→ **EXERCISE AIM**:
Please output the whole listing below exactly as it is.

------------------------------------

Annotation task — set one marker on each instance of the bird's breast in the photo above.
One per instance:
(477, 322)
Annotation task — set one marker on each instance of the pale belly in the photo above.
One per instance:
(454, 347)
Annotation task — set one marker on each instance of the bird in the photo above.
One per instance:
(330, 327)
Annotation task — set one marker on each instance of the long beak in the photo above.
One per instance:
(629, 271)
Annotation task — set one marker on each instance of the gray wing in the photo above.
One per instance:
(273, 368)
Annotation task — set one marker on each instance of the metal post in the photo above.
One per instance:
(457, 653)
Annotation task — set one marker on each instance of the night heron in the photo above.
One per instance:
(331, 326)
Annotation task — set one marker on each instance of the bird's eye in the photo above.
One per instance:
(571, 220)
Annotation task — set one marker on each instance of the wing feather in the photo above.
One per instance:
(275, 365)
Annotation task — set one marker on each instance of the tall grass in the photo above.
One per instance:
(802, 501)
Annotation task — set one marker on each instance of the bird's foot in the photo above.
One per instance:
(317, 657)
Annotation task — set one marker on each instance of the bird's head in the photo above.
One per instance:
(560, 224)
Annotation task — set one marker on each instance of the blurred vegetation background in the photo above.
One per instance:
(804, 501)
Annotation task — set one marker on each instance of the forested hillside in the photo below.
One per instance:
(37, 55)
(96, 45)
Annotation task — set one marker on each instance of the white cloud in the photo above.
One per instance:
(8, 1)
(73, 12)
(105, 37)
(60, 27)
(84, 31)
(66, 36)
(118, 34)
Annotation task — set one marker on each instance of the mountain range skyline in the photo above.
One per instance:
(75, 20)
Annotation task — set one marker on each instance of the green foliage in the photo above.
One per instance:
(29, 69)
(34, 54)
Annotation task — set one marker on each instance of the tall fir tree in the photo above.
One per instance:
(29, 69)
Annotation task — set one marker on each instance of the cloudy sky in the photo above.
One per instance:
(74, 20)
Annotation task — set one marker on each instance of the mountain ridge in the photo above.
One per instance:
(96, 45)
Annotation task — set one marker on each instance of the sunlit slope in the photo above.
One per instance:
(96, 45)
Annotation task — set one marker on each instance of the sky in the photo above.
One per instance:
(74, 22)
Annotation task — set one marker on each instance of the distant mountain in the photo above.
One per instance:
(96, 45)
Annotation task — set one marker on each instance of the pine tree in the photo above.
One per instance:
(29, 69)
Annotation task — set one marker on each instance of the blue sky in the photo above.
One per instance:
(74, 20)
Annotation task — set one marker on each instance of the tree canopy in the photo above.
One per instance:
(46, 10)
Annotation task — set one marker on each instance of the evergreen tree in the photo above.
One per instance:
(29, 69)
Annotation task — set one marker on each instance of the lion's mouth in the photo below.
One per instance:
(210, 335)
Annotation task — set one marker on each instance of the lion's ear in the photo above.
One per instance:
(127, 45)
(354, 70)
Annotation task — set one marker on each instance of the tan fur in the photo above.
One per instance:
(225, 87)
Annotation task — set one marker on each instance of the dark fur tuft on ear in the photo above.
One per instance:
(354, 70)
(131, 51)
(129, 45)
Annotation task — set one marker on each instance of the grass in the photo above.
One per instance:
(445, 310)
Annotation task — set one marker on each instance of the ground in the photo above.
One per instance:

------------------------------------

→ **SOLUTION BELOW**:
Annotation task — set one marker on each instance of the bird's breast in the photo above.
One per instance:
(477, 322)
Annotation task — set one marker on each instance of the pale belly in the photo above.
One per instance:
(454, 347)
Annotation task — set one marker on each instance of the bird in the photo above.
One per instance:
(330, 327)
Annotation task — set one marker on each instance of the long beak in the photo above.
One per instance:
(629, 271)
Annotation task — set one marker on each instance of the gray wing in the photo above.
One per instance:
(273, 368)
Annotation task — set one marker on each instance of the metal post in the photo above.
One per instance:
(457, 653)
Annotation task — set one marker on each instance of the night heron in the photo above.
One per instance:
(331, 326)
Annotation task — set one marker on each instance of the bird's eye in the photo above.
One per instance:
(571, 220)
Annotation task — set one marker on each instance of the wing feather in the photo above.
One per instance:
(275, 365)
Annotation task — set one marker on each instance of the tall grass in the photo above.
One per instance:
(802, 501)
Annotation task — set one marker on each instance of the bird's foot in the photo above.
One per instance:
(317, 657)
Annotation task — set one marker on each instance of the bird's head in the photo above.
One per instance:
(560, 224)
Annotation task — set one marker on each instance of the blurred vegetation background in the photo above.
One per instance:
(804, 501)
Annotation task — set one marker on each instance of the forested hillside in the photo below.
One per instance:
(37, 55)
(96, 45)
Annotation task — set one marker on each instance of the white cloud in the photo above.
One per instance:
(8, 1)
(73, 12)
(105, 37)
(60, 27)
(84, 31)
(66, 36)
(118, 34)
Annotation task — set one marker on each instance of the mountain range skyline in the photo above.
One per instance:
(75, 20)
Annotation task — set one marker on each instance of the green foliage in the photo above.
One per instance:
(29, 69)
(34, 54)
Annotation task — set one marker on each instance of the tall fir tree in the photo above.
One per instance:
(29, 69)
Annotation task — set one marker on each instance of the cloudy sky in the photo above.
One per instance:
(74, 20)
Annotation task — set one marker on each instance of the mountain ridge in the photo above.
One per instance:
(96, 45)
Annotation task — set one marker on each instance of the sunlit slope in the photo above.
One per instance:
(96, 45)
Annotation task — set one marker on each instance of the sky in the photo above.
One per instance:
(74, 22)
Annotation task — set one marker on each instance of the distant mountain in the photo above.
One per instance:
(96, 45)
Annotation task — set one marker on each instance of the pine tree in the photo above.
One per instance:
(29, 69)
Annotation task — set one marker on each instance of the blue sky in the photo above.
One per instance:
(74, 20)
Annotation task — set one marker on each instance of the tree canopy in the photo above.
One per instance:
(46, 10)
Annotation task — set one marker on each instance of the evergreen tree in the photo above.
One per instance:
(29, 69)
Annotation task — set one marker on each instance of the lion's mouth in the photo below.
One per instance:
(210, 335)
Annotation task — set one marker on each instance of the lion's ear in the photo above.
One per instance:
(127, 45)
(354, 70)
Annotation task — set one marker on each instance of the tan fur in the photo above.
One per instance:
(225, 87)
Annotation task — set one marker on each instance of the dark fur tuft on ear in the photo above.
One per instance:
(354, 70)
(131, 51)
(129, 45)
Annotation task — set one marker on each instance of the grass in the photo above.
One per instance:
(445, 310)
Annotation task — set one marker on each instance of the ground in the photo above.
One per instance:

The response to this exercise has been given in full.